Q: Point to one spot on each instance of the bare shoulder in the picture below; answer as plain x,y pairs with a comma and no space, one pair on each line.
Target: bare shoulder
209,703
════════════════
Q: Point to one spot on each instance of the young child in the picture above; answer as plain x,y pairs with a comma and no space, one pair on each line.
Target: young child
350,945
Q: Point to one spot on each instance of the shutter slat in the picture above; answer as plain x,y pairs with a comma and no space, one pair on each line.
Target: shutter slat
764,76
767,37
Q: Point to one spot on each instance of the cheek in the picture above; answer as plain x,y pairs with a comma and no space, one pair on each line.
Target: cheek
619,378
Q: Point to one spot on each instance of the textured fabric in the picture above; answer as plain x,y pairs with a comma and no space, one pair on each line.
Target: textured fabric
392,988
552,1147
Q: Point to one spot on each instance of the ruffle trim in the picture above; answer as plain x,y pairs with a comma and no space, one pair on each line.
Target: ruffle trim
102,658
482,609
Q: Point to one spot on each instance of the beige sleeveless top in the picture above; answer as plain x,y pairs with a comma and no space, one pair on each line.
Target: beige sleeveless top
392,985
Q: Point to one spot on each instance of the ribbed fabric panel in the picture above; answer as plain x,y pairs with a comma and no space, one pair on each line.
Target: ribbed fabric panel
════════════════
Each line of the entries where the string "panel" occurs should be shown.

• Exercise solution
Q: Point to one spot on each instance of the ribbed fabric panel in the picture above; answer as plain x,y pairs with a comma and no space, one pair on each line.
Target: ribbed fabric panel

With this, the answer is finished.